#### [TEXTE SOURCE]
----------

~ La Déesse des petites victoires, Yannick Grannec
BRILLANT, INSTRUCTIF, EMOUVANT ET DROLE
Princeton, 1980. Anna, documentaliste de vingt-huit ans, doit rassembler pour l'IAS les archives de Kurt Gödel*, mathématicien/logicien de génie du XXe siècle. Elle rend visite à Adèle, sa veuve, dans une maison de retraite pour accéder à ces écrits. L'affectif prend vite le pas sur l'intérêt professionnel, même si la vieille femme a la dent dure, la repartie mordante, l'agression rapide, et ne ménage pas Anna. Elle souffle le chaud et le froid à merveille, alternant tendresse, ironie, franchise brutale, méchanceté fatiguée - ce qui donne lieu entre elles à des échanges percutants et jubilatoires pour le lecteur...

----------

#### [DONNÉES FOURNIES]

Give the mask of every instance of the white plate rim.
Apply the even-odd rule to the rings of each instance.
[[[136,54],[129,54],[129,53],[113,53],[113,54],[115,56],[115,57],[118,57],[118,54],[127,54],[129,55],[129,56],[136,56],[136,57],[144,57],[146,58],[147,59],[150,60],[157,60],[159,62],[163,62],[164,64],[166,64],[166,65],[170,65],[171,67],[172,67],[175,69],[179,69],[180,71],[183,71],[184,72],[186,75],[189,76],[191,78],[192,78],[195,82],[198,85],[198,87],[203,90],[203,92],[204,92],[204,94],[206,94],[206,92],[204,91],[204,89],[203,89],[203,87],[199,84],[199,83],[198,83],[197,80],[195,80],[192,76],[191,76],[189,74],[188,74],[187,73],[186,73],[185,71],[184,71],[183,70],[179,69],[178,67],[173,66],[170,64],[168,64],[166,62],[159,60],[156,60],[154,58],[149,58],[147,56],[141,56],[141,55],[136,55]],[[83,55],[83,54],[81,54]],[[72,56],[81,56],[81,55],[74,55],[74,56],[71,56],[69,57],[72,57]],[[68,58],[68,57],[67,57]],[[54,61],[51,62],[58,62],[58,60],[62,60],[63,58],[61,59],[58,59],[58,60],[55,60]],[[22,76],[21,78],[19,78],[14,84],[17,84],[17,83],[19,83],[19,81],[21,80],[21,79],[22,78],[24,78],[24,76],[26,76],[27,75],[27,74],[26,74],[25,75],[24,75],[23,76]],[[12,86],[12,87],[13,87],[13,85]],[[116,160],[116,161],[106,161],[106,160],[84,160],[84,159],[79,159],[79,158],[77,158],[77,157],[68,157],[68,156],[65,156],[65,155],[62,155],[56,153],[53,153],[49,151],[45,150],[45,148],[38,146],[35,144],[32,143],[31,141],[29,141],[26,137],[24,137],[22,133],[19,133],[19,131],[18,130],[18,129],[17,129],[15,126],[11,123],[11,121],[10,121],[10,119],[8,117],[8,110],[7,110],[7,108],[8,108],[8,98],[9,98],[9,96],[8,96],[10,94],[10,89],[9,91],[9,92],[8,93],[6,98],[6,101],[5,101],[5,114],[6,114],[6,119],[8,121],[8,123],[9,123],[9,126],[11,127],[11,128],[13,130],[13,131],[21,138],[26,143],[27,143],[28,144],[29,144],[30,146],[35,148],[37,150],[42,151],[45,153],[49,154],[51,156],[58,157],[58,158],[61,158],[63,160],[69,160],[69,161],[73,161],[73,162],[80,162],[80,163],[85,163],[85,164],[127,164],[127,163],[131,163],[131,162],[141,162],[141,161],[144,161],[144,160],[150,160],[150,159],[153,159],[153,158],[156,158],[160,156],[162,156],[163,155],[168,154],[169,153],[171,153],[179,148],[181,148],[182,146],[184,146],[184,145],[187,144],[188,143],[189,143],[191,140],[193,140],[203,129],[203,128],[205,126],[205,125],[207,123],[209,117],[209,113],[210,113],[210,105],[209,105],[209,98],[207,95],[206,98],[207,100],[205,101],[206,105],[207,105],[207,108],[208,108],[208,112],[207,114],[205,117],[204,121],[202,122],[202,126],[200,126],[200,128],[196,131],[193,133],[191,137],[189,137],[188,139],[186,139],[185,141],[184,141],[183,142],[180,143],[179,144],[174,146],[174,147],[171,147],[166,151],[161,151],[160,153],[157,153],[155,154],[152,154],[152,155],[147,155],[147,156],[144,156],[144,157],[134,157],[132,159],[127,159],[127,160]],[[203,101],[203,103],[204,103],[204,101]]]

----------

#### [CONSIGNES]
**a.** Résumez le texte source en deux phrases.
**b.** D'après le texte source, où Anna rend-elle visite à Adèle ?

#### [CORRIGÉ]
**a.** À Princeton en 1980, Anna, documentaliste de vingt-huit ans, doit rassembler pour l'IAS les archives du mathématicien et logicien Kurt Gödel et rend visite pour cela à sa veuve, Adèle, dans une maison de retraite. L'affectif prend vite le pas sur l'intérêt professionnel, même si la vieille femme ne ménage pas Anna et alterne tendresse, ironie et méchanceté, ce qui donne lieu à des échanges percutants.

**b.** Dans une maison de retraite.